*** SUPPLIED RECORDS ***

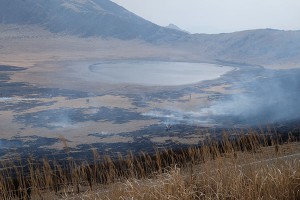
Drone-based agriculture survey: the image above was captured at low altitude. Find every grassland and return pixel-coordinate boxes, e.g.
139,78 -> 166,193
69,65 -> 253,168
0,132 -> 300,199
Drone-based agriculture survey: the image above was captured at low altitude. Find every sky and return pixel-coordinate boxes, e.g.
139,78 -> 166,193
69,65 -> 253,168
112,0 -> 300,33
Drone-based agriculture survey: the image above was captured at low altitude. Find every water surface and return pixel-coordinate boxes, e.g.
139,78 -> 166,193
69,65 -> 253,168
90,61 -> 234,86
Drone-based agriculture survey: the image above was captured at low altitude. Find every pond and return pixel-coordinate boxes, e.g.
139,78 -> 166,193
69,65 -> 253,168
90,61 -> 234,86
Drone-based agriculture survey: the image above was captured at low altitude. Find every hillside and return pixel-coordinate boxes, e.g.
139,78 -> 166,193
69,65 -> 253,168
0,0 -> 300,68
0,0 -> 185,41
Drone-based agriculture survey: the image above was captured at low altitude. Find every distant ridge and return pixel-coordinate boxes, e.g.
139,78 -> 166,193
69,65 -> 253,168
0,0 -> 300,67
0,0 -> 185,42
166,24 -> 188,33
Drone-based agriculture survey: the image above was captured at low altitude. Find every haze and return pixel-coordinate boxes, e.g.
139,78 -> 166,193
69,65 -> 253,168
112,0 -> 300,33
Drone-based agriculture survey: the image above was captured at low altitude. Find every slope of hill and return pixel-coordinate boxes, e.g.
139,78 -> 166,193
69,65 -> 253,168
180,29 -> 300,67
0,0 -> 300,67
0,0 -> 185,41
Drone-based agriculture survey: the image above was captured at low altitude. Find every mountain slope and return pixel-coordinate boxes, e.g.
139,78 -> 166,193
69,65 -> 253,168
0,0 -> 185,42
177,29 -> 300,67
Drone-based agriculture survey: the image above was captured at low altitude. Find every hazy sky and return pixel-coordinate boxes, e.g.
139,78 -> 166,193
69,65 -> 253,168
112,0 -> 300,33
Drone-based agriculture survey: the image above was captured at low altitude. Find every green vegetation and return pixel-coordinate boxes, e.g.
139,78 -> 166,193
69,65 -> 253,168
0,133 -> 300,200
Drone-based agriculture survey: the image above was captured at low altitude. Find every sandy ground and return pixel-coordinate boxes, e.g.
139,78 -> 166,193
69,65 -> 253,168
0,25 -> 300,153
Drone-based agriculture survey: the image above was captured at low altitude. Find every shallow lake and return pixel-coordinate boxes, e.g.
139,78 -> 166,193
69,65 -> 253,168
90,61 -> 234,86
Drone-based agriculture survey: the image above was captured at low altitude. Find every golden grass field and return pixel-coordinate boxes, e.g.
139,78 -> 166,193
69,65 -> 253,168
0,132 -> 300,200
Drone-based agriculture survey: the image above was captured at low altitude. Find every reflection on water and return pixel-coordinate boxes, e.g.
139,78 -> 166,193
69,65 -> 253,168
90,61 -> 234,86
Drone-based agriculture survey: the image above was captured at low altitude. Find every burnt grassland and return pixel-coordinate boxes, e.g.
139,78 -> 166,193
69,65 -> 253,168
0,129 -> 300,199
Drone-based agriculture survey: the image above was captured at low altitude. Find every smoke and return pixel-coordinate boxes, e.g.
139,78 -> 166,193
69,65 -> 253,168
145,69 -> 300,127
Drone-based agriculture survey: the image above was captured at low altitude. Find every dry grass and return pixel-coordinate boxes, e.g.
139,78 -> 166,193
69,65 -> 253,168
0,130 -> 300,200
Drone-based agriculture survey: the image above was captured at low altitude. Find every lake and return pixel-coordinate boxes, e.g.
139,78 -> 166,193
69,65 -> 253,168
90,61 -> 234,86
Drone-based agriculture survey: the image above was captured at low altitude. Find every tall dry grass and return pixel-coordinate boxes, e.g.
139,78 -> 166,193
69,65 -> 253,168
0,130 -> 300,200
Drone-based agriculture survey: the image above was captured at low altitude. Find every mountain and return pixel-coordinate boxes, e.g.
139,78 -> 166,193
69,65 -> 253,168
166,24 -> 188,33
0,0 -> 300,66
182,29 -> 300,67
0,0 -> 186,42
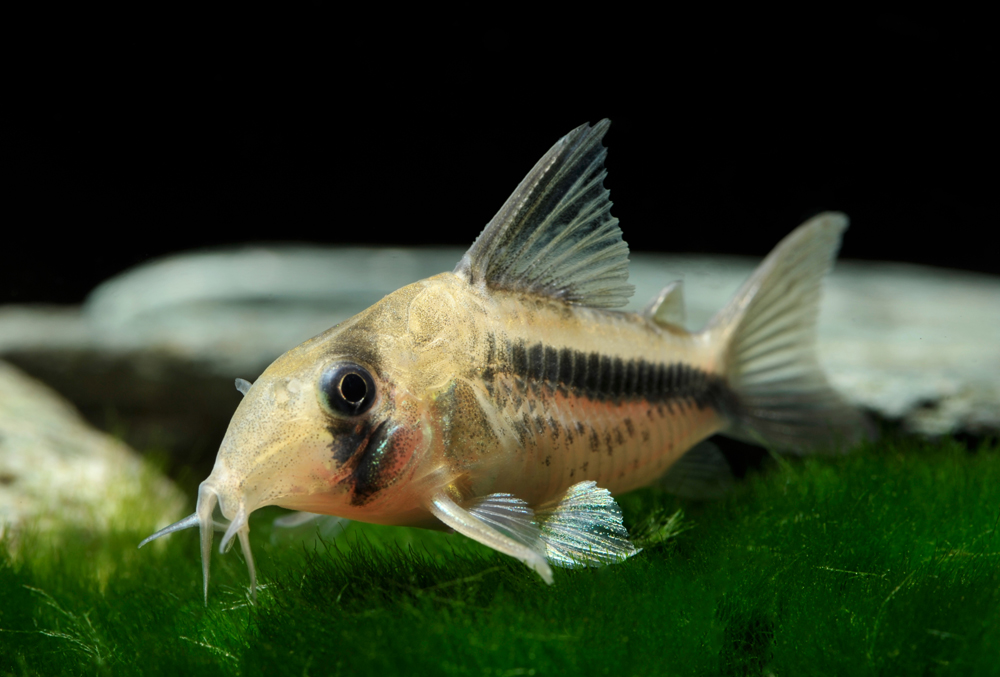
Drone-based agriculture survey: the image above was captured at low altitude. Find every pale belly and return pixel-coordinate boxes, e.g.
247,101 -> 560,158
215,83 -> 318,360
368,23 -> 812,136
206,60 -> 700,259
469,374 -> 725,505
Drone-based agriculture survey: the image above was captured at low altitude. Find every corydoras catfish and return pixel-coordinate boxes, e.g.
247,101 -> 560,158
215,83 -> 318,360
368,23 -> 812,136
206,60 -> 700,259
143,120 -> 865,602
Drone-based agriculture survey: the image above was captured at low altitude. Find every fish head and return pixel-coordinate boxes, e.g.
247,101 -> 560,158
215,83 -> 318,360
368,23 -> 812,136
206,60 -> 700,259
140,273 -> 476,600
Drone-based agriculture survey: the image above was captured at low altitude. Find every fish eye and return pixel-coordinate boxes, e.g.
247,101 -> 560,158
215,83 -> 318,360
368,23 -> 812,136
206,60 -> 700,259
319,364 -> 375,416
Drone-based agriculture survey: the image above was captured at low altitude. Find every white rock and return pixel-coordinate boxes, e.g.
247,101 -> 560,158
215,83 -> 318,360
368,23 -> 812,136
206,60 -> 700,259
0,246 -> 1000,434
0,362 -> 185,535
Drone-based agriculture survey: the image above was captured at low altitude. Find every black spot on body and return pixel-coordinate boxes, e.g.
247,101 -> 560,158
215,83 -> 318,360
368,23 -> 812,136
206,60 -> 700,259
527,343 -> 545,383
510,341 -> 528,376
555,348 -> 575,388
351,421 -> 399,505
534,416 -> 545,435
597,355 -> 614,399
327,418 -> 372,465
581,353 -> 601,400
544,346 -> 559,386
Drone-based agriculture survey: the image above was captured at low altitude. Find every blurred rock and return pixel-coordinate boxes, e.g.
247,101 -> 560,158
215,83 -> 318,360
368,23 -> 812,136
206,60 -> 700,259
0,246 -> 1000,465
0,362 -> 186,535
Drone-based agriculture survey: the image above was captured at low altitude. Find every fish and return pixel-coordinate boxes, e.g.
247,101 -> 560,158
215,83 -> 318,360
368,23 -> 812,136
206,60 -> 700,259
139,119 -> 867,604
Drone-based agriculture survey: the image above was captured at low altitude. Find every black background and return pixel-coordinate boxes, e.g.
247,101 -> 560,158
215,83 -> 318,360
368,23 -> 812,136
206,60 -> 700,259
7,4 -> 1000,303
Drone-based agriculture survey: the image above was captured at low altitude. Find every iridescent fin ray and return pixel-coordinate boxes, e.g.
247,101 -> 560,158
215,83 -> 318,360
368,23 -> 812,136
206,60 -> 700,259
428,492 -> 552,585
535,481 -> 639,568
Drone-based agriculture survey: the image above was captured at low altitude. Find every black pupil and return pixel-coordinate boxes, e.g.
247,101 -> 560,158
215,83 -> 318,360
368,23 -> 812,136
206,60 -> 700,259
340,374 -> 368,404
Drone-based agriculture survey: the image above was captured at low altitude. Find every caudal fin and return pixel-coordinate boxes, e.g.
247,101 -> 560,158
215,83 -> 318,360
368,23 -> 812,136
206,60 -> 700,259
706,212 -> 868,453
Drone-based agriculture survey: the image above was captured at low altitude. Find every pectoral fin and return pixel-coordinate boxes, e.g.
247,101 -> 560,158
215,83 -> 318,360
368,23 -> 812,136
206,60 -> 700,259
430,492 -> 552,585
535,482 -> 639,567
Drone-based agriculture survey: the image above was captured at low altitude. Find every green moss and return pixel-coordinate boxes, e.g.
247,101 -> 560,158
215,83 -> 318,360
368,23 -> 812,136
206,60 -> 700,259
0,439 -> 1000,676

***

_WHAT YOU SHOULD DO:_
State how many lines of the rows above contain the word "green", with case counting. Give only the number.

_RESPONSE FOR THIS EXERCISE:_
2